--- GOALS ---
**1.** In the passage on Ghent's history, why did Ghent regain its standing as a trade center starting in 1596?
**2.** Which specific years does the passage on Ghent's history mention, and what does it say happened in each?
**3.** Pick up the passage on Ghent's history after its final sentence and continue it.

--- TEXT SECTION ---
## Start

In the late sixteenth and seventeenth centuries, decimated and divided by religious conflict, the city of Ghent fell into a long recession. The situation began to improve beginning in 1596, under the reign of the Austrian Hapsburg Archduke Albert VII and his wife, Isabella, who financed the cutting of a canal between the harbor of Ghent and the city of Ostende. This renewed Ghent’s position as a center for trade.
But Flanders was, and would continue to be, a battleground for the power-hungry empires of Europe. King Louis XIV of France repeatedly tried, and failed, to conquer Austrian-controlled Flanders in 1678. After his thwarted attempts, Ghent saw another brief period of quiet and economic prosperity. The Austrians brought new industry to the lands outside of Ghent in the form of refineries for sugar (imported from the colonies), kick-starting its economy once more.
Then the Holy Roman Hapsburg emperor Joseph II of Bohemia and Hungary arrived. Patron of Mozart and Beethoven, Emperor Joseph was an aficionado of Enlightenment thought, believing that reason should govern all. He cited Voltaire as his formative influence and Frederick the Great as his hero. When Frederick II of Prussia met Emperor Joseph in 1769, he described the emperor as impressive but not likeable, ambitious and “capable of setting the world afire.”
The emperor’s Enlightenment rationalist views condemned religious fanaticism, particularly of the Catholic persuasion, although he himself had been baptized as a Catholic. While he was no violent iconoclast, his opinions dictated what others were permitted to think and to believe, at least publicly.

## End

--- DATA EXCERPT ---
## Start

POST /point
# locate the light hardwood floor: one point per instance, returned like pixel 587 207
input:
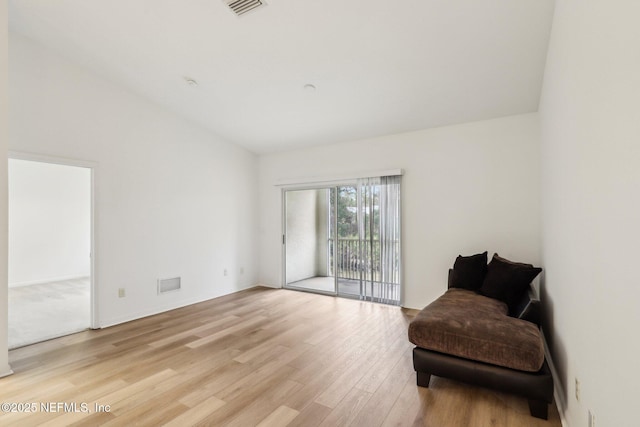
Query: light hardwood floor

## End

--- TASK-BY-TASK ANSWERS ---
**1.** Archduke Albert VII and his wife, Isabella, paid for a canal cut between the harbor of Ghent and the city of Ostende. That canal renewed Ghent's position as a center for trade.

**2.**
- 1596: conditions in Ghent began to improve under the reign of Archduke Albert VII and Isabella.
- 1678: King Louis XIV of France repeatedly tried, and failed, to conquer Austrian-controlled Flanders.
- 1769: Frederick II of Prussia met Emperor Joseph.

**3.**
Emperor Joseph’s mother, Maria Theresa, had been a devout Catholic. An outwardly obedient son, the emperor waited until the death of his mother in 1781 to redirect the government in a manner he found more suitable. Strong religious practices would not be persecuted, but they would be discouraged. Education, the rock of the empire’s greatness, would be prized above all.
In that year, Emperor Joseph implemented a decree known as the Patent of Tolerance, which provided a limited guarantee of freedom of worship. Rather than forcing unity of the empire through religion, the most common route of kings and emperors for the past millennium, Emperor Joseph sought unity through language. His subjects could practice what religion they wished, but everyone would speak German.
As a decree of a Rationalist despot, Emperor Joseph’s Patent of Tolerance accorded with Enlightenment thought. Education would be the top
priority. Church lands and possessions would be secularized; religious orders would submit all of their powers of governance and justice to the state. But religions would be neither persecuted nor outlawed.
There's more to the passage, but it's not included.